■ WRITTEN PROBLEM A: Can you quote the Hildebrandt exhibition text verbatim, starting at "The exhibition covers" and ending at "artist Jean Cocteau."?
■ WRITTEN PROBLEM B: What roles does the Hildebrandt exhibition text give Jean Cocteau?

■ SOURCE EXCERPT:
|---|

The exhibition covers an extensive segment of Hildebrandt’s oeuvre, from his artistic beginnings to his contemporary work. Visitors will even have the chance to see his first paintings made out of magnetic tape, created in the late 1990s—including the now iconic paintings inspired by the melancholic songs of the expressive British band The Cure—as well as monumental immersive installations, mosaics, and other objects produced during the 2000s. Hildebrandt is an artist who seeks to transform the exhibition space itself. For Kunsthalle Praha, he has created a large-scale installation made out of magnetic tape from VHS cassettes, which contains the 1950 movie Orpheus by French surrealist film director, poet, author, and artist Jean Cocteau.
Berlin in Prague
Hildebrandt’s exhibition also represents the first chapter of a series of solo exhibitions of internationally renowned artists held at Kunsthalle Praha. As was the case with the inaugural exhibition Kinetismus: 100 Years of Electricity, which welcomed 70,000 viewers, Hildebrandt’s mysterious artworks will fill two of Kunsthalle Praha’s three exhibition spaces, thus occupying an area of 840 square meters. The exhibition aims to familiarize visitors with Hildebrandt’s artistic approach, combining his own artwork with Berlin’s art and music scene. The performative component of the exhibition will be bolstered by several concerts and restaged formerly Berlin-based exhibitions, curated by Hildebrandt himself, which will take place at Kunsthalle Praha.
“For every exhibition at Kunsthalle Praha, a fundamental aspect is the interaction with the viewer. In the upcoming months, we will host two special concerts of bands from the label Grzegorzki Records, held on the occasion of small vernissages of Hildebrandt’s friends’ exhibitions, which will take place in a replica of Gregor’s Berlin showroom, known as Grzegorzki Shows, as part of the main exhibition,” explains Christelle Havranek, offering a glimpse of Hildebrandt’s expansive artistice meta-universe.

|---|

■ RECORDS SHOWN:
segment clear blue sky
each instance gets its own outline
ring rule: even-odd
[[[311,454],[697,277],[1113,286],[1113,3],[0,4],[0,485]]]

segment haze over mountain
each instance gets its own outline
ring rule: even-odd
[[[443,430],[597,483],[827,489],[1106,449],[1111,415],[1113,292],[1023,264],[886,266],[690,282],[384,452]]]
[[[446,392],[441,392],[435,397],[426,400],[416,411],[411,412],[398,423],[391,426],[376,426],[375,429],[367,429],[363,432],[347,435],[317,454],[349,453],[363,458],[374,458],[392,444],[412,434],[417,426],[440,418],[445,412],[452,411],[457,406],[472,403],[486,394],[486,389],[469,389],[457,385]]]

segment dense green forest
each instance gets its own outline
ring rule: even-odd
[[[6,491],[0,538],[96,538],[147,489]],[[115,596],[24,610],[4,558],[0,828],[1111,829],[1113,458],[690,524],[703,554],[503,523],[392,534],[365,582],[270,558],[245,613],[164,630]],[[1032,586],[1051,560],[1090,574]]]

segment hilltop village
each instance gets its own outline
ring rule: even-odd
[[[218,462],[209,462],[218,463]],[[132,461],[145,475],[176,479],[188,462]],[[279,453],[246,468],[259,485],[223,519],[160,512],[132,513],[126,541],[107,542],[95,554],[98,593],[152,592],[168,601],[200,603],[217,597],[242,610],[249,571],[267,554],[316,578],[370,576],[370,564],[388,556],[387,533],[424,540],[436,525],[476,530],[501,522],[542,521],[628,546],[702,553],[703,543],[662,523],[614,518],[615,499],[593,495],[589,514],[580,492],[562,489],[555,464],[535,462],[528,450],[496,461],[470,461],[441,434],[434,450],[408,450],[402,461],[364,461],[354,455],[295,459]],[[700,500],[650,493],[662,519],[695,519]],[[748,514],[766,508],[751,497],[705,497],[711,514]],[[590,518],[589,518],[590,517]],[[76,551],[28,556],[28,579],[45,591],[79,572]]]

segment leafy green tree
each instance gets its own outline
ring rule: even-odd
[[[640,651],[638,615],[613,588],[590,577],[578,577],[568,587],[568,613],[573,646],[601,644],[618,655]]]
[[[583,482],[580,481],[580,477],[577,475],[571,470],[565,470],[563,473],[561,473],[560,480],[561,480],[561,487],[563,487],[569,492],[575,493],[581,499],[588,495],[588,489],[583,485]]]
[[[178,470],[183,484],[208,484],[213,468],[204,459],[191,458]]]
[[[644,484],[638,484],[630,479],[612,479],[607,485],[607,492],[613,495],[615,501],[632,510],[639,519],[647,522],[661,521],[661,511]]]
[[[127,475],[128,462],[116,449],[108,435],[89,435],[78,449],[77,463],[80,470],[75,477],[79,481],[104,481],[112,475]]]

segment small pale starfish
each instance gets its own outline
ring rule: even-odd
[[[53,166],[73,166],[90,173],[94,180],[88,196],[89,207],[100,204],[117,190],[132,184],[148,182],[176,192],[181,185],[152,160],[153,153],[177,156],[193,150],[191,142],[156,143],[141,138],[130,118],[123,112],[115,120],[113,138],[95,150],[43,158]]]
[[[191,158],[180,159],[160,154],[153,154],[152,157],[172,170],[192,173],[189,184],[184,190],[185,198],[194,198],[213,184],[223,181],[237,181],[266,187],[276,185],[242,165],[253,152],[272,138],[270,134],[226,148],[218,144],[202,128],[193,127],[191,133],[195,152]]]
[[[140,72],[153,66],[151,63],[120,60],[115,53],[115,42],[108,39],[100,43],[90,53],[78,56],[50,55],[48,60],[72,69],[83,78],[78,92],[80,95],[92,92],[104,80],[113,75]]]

|---|

■ RESULT A:
The exhibition covers an extensive segment of Hildebrandt’s oeuvre, from his artistic beginnings to his contemporary work. Visitors will even have the chance to see his first paintings made out of magnetic tape, created in the late 1990s—including the now iconic paintings inspired by the melancholic songs of the expressive British band The Cure—as well as monumental immersive installations, mosaics, and other objects produced during the 2000s. Hildebrandt is an artist who seeks to transform the exhibition space itself. For Kunsthalle Praha, he has created a large-scale installation made out of magnetic tape from VHS cassettes, which contains the 1950 movie Orpheus by French surrealist film director, poet, author, and artist Jean Cocteau.

■ RESULT B:
- Film director (French surrealist)
- Poet
- Author
- Artist